### 練習問題
A: カスハラに関する社説で、被害が多い分野として挙げられているものをすべて書き出しなさい。
B: カスハラに関する社説によると、厚生労働省の実態調査で過去3年間に従業員からカスハラの相談を受けた企業は何%ですか。
C: カスハラに関する社説の最後の文に続けて、その先の文章を書き継ぎなさい。

### 本文抜粋
+++++
企業は決然とカスハラ防げ(2024年5月30日『日本経済新聞』-「社説」)

 
東京都はカスハラ対策として条例制定に踏み込む
 

 流通・サービス業などで従業員が利用者からの過度な苦情や迷惑行為に悩まされるカスタマーハラスメント(カスハラ)が問題になっている。放置すれば働く人の士気を下げ、仕事の質や効率が落ちる。人材確保にも影響しかねず、企業は決然と防止に動くべきだ。

 厚生労働省が最近実施した実態調査によれば、過去3年間に従業員からカスハラの相談を受けた企業は28%に上った。相談件数も増加傾向にある。

 医療・福祉、宿泊・飲食サービス、不動産、小売りなどの分野で被害が多い。顧客との接点を持ち生活に不可欠な業種で広がっている。SNSへの投稿という「脅し」の手段の普及も増加の背景にあるとみられる。
+++++
### 抽出データ
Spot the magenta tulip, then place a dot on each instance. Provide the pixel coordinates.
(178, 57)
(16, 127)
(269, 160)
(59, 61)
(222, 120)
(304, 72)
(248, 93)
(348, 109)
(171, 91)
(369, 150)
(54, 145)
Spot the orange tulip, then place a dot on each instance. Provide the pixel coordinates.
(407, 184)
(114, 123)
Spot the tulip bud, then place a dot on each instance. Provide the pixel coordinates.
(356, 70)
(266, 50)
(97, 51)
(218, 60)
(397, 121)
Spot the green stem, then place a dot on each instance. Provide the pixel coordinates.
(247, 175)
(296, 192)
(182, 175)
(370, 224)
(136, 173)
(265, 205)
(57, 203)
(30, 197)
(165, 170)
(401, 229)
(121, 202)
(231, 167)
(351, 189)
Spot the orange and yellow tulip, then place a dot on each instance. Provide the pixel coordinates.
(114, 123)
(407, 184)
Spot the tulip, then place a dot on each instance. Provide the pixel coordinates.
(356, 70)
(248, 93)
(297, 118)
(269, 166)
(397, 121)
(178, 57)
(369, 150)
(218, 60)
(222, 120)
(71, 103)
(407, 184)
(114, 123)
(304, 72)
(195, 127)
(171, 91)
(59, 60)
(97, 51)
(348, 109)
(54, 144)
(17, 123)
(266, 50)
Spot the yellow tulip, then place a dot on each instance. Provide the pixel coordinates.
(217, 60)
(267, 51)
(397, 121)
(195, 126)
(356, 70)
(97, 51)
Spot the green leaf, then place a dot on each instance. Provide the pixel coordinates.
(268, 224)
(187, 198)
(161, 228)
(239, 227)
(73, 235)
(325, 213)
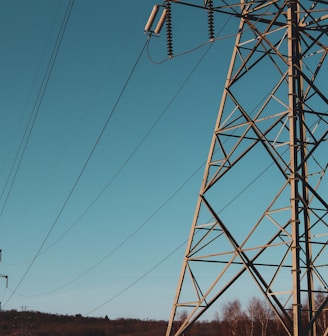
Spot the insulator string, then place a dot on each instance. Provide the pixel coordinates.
(169, 30)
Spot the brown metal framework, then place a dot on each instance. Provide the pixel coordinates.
(261, 214)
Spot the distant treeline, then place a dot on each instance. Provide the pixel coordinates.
(256, 320)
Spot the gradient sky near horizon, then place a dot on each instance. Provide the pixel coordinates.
(101, 165)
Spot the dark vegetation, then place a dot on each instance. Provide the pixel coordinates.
(256, 320)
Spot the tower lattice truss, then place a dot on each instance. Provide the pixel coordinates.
(261, 215)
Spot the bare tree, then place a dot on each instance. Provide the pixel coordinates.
(234, 318)
(259, 314)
+++++
### 解答
A: 医療・福祉、宿泊・飲食サービス、不動産、小売り

B: 28%

C:
 日本企業は顧客重視の姿勢からカスハラを見過ごす傾向が強かった。しかし標的となった従業員が心身に不調をきたす例も少なくない。対応に追われれば店舗運営の効率が下がり、一般客への応対にも支障が出る。現場の責任者が毅然と対応するためにも、まず経営者が明確な方針を打ち出すことが大事だ。悪質なケースは警察への通報もためらうべきではない。

 JR西日本はカスハラ対処の基本方針を発表し、被害を受けた従業員が弁護士に相談できる仕組みの整備を盛り込んだ。損害賠償請求などをしやすくする狙いだという。他の鉄道・航空会社などでも対策を打ち出す企業が相次いでいる。大手企業がこうした姿勢を明らかにすることは産業界全体の取り組みを後押しする。

 一方で、配達や介護といった訪問型のサービスは企業の目が届きにくい。今後の課題となろう。映像や音声の記録をカスハラ対策につなげているタクシー業界の例は参考になるのではないか。

 東京都はカスハラを禁止する条例を作る。具体的な内容も盛り込む方針だ。消費者としての正当なクレームと、就業者の心身の安全を脅かすカスハラを、どう線引きするか。官民で協力し認識を共有したい。